• Extract provided:

=== Section Start ===

3. Remote and Mobile Access

An important way that EHR providers are evolving is access. No matter how large the datasets and sophisticated the tools, the usefulness of EHR software is limited by access. A major reason why cloud computing is the top trend is because it provides the infrastructure for that remote access. A doctor who has an EHR account through a hospital can log on through a computer at home or a private practice. EHR services are becoming device-independent as well, which means that medical professionals don’t have to worry about whether the software developer makes an app for their particular phone. Many Ayoka mobile apps are built in technology that efficiently compiles to both Apple (iOS) and Android devices.

4. Big Data

Early on, EHR software was often implemented as a local solution, i.e. on-premises server based systems. Today, the approach is much more networked with key information distributed among many cloud based data stores and accessible through API’s (application programming interfaces). The scope of that approach goes beyond all medical facilities in a region having similar access; a major hospital in Manhattan can access to the same dataset that one in Los Angeles does. This has opened up many big data possibilities, with diverse and extensive collections of healthcare data from claims, performance on differential diagnoses, quality and cost related data. Researchers armed with statistically significant sample sets benefit from this information, as well as individual physicians involved with benchmarking patient outcomes. Ayoka has developed custom datasets that span multiple healthcare organizations, so users can see how thousands of other patients with similar characteristics responded to a particular treatment

5. Telehealth

Telehealth, also known as telemedicine, is an innovation and trend in health care that allows doctors to treat patients who wouldn’t otherwise have access to that care. For instance, physicians increasingly use video conferencing to treat seniors who have limited mobility or to perform adjunctive screenings. The natural evolution of this trend will be to incorporate virtual reality and even robots, but even the most basic form of telemedicine wouldn’t be possible without a EHR solution coupled to a centralized EMR system. EMR software puts all of the data needed to treat a patient at the fingertips of a medical professional who’s likely meeting this patient for the first time.

6. Patient Portals

Patient access is mandated one of the most intriguing trends in healthcare software, and it reflects a changing philosophy in the industry. In the past, it hasn’t been unusual for hospitals to restrict patient access to medical records. Patients have a legal right to this information, however, and there may be no one better suited than them to update personal information or note discrepancies. Through online portals, patients can access lab results, review notes from doctors, receive patient education and so forth. Stage 2 Meaningful Use Guidelines requires a patient portal (e.g. web page) from which patients can “view, download, and transmit” their medical data. In addition to mandating this capability, the Guidelines require 5% of patients to use the patient portal. The 2017 Electronic Health Record Incentive Program-Stage 3 raises this percent to 25%, but allow healthcare organizations to meet that participation by providing an API.

7. Privacy and Security

The landscape of electronic privacy and security is experiencing ongoing transformation. Historically, EMR software was a local solution, so security concerns were relatively low because breaches required physical access. This is no longer the case, so a prevalent trend in EMR systems that provide Web-based access is more thorough HIPAA compliance and the implementation of bank-level security and encryption methods. There’s also better employee training, refined protocols for hospitals and other clients to follow and response teams on standby in the event that a data breach does occur.

Conclusion

Many organizations and professionals within the industry were slow to accept EHR software. Now, it’s impossible to imagine a future in which all medical facilities aren’t integrated into some sort of healthcare software network. Medical professionals have simple access to EMR software or EHR solutions whether they’re in the halls of a hospital or on-site at a remote location providing care to patients.

=== Section End ===

• Material shown:
=== Section Start ===

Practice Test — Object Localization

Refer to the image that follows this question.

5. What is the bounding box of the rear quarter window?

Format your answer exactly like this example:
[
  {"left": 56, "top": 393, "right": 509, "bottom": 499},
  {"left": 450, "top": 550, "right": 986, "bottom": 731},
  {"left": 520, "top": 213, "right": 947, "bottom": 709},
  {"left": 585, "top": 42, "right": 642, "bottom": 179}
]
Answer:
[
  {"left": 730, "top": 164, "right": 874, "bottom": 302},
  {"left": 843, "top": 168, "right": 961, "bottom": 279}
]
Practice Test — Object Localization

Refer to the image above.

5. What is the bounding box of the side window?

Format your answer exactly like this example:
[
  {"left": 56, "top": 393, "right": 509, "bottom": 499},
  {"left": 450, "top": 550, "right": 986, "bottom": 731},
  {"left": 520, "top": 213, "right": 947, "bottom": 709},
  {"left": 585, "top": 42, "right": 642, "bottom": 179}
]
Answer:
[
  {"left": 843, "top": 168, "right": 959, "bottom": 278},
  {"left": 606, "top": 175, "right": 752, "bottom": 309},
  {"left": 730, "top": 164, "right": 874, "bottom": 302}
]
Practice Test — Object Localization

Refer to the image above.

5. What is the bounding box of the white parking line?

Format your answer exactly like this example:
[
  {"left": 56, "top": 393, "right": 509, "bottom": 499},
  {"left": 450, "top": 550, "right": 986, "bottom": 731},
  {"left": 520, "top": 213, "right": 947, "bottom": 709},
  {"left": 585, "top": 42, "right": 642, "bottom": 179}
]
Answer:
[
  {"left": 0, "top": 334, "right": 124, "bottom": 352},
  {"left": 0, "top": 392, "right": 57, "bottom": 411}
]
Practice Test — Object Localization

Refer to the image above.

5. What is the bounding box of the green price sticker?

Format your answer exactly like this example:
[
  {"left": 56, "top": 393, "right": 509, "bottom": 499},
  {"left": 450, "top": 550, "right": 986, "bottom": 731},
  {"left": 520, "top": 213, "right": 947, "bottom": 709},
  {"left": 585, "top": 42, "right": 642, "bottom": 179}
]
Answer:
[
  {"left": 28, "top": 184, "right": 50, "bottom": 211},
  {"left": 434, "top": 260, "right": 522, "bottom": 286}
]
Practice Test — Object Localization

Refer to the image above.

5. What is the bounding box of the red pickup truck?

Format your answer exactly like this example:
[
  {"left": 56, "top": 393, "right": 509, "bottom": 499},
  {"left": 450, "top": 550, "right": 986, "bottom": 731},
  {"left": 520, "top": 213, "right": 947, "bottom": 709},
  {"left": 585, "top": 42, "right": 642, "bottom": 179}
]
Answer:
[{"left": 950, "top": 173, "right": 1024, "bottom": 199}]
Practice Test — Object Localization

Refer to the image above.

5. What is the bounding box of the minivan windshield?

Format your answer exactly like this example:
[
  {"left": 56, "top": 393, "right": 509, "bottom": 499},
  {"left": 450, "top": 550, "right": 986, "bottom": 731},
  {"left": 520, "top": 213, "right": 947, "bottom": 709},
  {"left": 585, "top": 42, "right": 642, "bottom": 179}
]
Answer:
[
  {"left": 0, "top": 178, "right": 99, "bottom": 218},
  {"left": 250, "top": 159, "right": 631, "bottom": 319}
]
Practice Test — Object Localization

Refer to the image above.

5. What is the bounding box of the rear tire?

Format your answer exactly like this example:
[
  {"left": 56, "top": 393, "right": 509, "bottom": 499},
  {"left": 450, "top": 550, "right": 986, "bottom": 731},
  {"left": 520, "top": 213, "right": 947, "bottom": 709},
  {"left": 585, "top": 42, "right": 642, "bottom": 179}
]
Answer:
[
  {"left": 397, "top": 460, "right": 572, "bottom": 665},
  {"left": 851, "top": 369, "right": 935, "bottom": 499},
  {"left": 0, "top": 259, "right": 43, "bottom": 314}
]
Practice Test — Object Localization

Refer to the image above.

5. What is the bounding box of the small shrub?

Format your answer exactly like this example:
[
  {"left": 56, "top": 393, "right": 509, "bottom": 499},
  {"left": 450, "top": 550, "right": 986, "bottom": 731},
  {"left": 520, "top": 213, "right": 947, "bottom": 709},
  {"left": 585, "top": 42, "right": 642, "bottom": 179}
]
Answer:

=== Section End ===

• List of tasks:
A - In the text on EHR software trends, what percentage of patients does the 2017 Electronic Health Record Incentive Program-Stage 3 require to use the patient portal?
B - Please list every numbered trend heading in the text on EHR software trends.
The lines have no connection to the text on EHR software trends.

• Answers to the exercises:
A - 25%

B -
Remote and Mobile Access
Big Data
Telehealth
Patient Portals
Privacy and Security